Work to be completed -
Output the short biography of Monsit Khamsoi that follows, in its entirety and word for word.

Source extract -
[START]

Monsit Khamsoi (born 30 April 1964, ) is a Thai singer.

Early life
His birth name is Boontheng Kaewseenuan. He was born in Mukdahan Province. He is the son of Noola-Yun Kaewseenuan. Since his family was poor, he completed Primary 4,and then went to work in Bangkok.

Career
He met DJ Monrak Klinbupha, who took him to many labels, but this did not happen. In 1995, he worked as a singer of Sure Entertainment and recorded his first studio album Khai Kwai Chuai Mae, and in 1996, his second album Sang Nang, which was successful. Songs from this album were covered by entertainers such as Jod Mai Phid Song.

In 2013 he came out as gay.

Discography
1995 – "Khai Kwai Chuai Mae" (ขายควายช่วยแม่)

[END]

Available data -

[START]

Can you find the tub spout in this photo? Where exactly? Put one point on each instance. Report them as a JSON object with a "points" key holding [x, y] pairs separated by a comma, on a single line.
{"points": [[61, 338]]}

[END]

Problem solution -
Monsit Khamsoi (born 30 April 1964, ) is a Thai singer.

Early life
His birth name is Boontheng Kaewseenuan. He was born in Mukdahan Province. He is the son of Noola-Yun Kaewseenuan. Since his family was poor, he completed Primary 4,and then went to work in Bangkok.

Career
He met DJ Monrak Klinbupha, who took him to many labels, but this did not happen. In 1995, he worked as a singer of Sure Entertainment and recorded his first studio album Khai Kwai Chuai Mae, and in 1996, his second album Sang Nang, which was successful. Songs from this album were covered by entertainers such as Jod Mai Phid Song.

In 2013 he came out as gay.

Discography
1995 – "Khai Kwai Chuai Mae" (ขายควายช่วยแม่)